__TASK DESCRIPTION__.
Reproduce the records word for word, leaving out any pictures they hold.

__PROVIDED INFORMATION__.
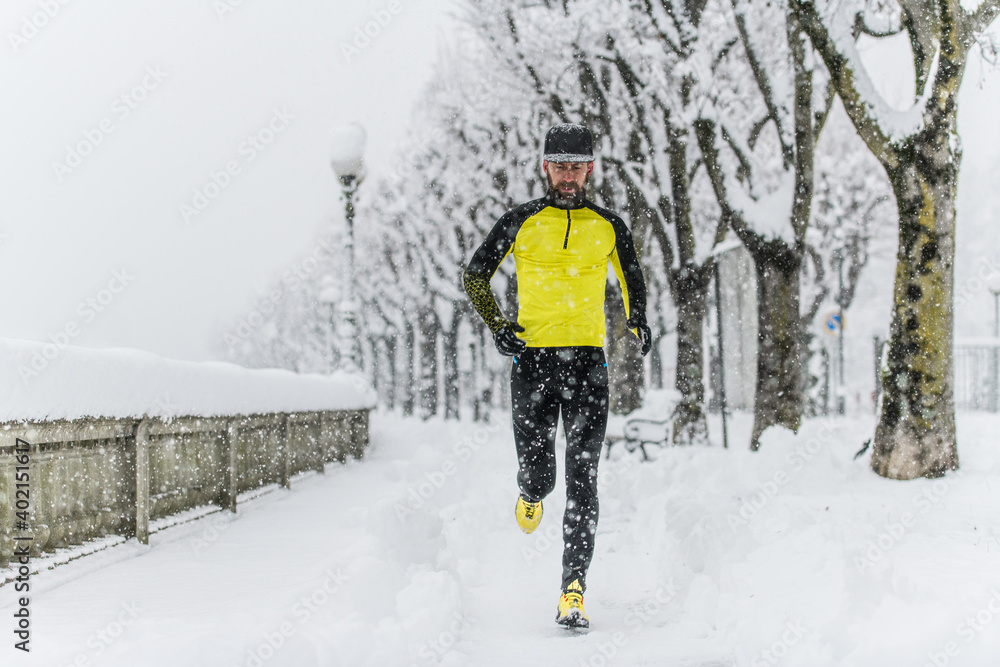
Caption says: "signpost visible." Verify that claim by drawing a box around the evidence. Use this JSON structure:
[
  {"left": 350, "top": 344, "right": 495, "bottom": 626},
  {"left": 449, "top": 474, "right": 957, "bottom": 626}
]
[{"left": 824, "top": 309, "right": 845, "bottom": 414}]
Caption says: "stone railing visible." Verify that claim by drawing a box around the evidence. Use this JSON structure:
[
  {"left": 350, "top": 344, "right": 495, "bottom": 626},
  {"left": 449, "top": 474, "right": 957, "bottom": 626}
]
[{"left": 0, "top": 409, "right": 369, "bottom": 568}]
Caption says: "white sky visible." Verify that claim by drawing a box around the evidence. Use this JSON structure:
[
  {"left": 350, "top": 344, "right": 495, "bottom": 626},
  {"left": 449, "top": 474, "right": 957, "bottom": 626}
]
[
  {"left": 0, "top": 0, "right": 456, "bottom": 361},
  {"left": 1, "top": 3, "right": 998, "bottom": 363}
]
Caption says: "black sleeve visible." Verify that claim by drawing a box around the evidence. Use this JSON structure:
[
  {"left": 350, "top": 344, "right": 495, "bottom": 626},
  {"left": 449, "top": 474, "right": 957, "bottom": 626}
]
[
  {"left": 589, "top": 203, "right": 647, "bottom": 323},
  {"left": 463, "top": 201, "right": 541, "bottom": 333}
]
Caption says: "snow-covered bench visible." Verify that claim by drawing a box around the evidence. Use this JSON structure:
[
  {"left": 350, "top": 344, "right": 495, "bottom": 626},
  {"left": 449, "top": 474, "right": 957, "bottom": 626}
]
[
  {"left": 603, "top": 390, "right": 681, "bottom": 460},
  {"left": 605, "top": 418, "right": 672, "bottom": 460}
]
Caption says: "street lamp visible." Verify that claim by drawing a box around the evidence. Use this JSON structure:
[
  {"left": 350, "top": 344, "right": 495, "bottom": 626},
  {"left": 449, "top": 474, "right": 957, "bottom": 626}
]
[
  {"left": 330, "top": 122, "right": 367, "bottom": 374},
  {"left": 987, "top": 272, "right": 1000, "bottom": 413},
  {"left": 988, "top": 272, "right": 1000, "bottom": 339}
]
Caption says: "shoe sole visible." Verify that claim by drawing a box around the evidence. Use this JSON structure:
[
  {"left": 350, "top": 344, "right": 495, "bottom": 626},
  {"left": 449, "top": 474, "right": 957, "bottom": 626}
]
[{"left": 556, "top": 612, "right": 589, "bottom": 629}]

__SOLUTION__.
Caption says: "signpost visible." Verify that claim by drawing a box around the evidence. Use this JSON structure:
[
  {"left": 350, "top": 344, "right": 495, "bottom": 626},
  {"left": 449, "top": 474, "right": 957, "bottom": 626}
]
[{"left": 824, "top": 309, "right": 845, "bottom": 414}]
Caption says: "stone railing visible." Verify that claim by drawing a box around the evidence. Use this JSON structure:
[
  {"left": 350, "top": 344, "right": 495, "bottom": 626},
  {"left": 449, "top": 474, "right": 957, "bottom": 626}
]
[{"left": 0, "top": 409, "right": 369, "bottom": 568}]
Caption says: "white sky visible." Verify that claim by drawing a box around the evidence. Use this JSON structure:
[
  {"left": 350, "top": 344, "right": 495, "bottom": 626},
  {"left": 449, "top": 474, "right": 957, "bottom": 626}
]
[
  {"left": 0, "top": 0, "right": 456, "bottom": 361},
  {"left": 1, "top": 3, "right": 998, "bottom": 363}
]
Caption says: "black sleeve visible." Verify that claim by drawing a box around the evidence. Use this JSON structure:
[
  {"left": 350, "top": 344, "right": 495, "bottom": 626},
  {"left": 449, "top": 474, "right": 957, "bottom": 626}
]
[
  {"left": 589, "top": 203, "right": 647, "bottom": 323},
  {"left": 463, "top": 201, "right": 541, "bottom": 333}
]
Caption says: "snow-covered bench visible." Verify that claim by drawing a box around the evidence. Use this JSON structure:
[
  {"left": 350, "top": 344, "right": 495, "bottom": 626},
  {"left": 449, "top": 474, "right": 957, "bottom": 626}
]
[
  {"left": 603, "top": 390, "right": 681, "bottom": 460},
  {"left": 605, "top": 418, "right": 672, "bottom": 460}
]
Caption says: "street lamp visible." Verify that claim by drawing a box around the evidence. Use this JSON structure:
[
  {"left": 350, "top": 344, "right": 495, "bottom": 626},
  {"left": 449, "top": 474, "right": 957, "bottom": 626}
]
[
  {"left": 330, "top": 122, "right": 367, "bottom": 374},
  {"left": 987, "top": 272, "right": 1000, "bottom": 413},
  {"left": 988, "top": 272, "right": 1000, "bottom": 339}
]
Caption says: "shoe sole visible." Verify that claim by drawing a box around the evidence. Use this JSON structure:
[
  {"left": 350, "top": 344, "right": 495, "bottom": 626},
  {"left": 449, "top": 474, "right": 957, "bottom": 626}
]
[{"left": 556, "top": 612, "right": 589, "bottom": 629}]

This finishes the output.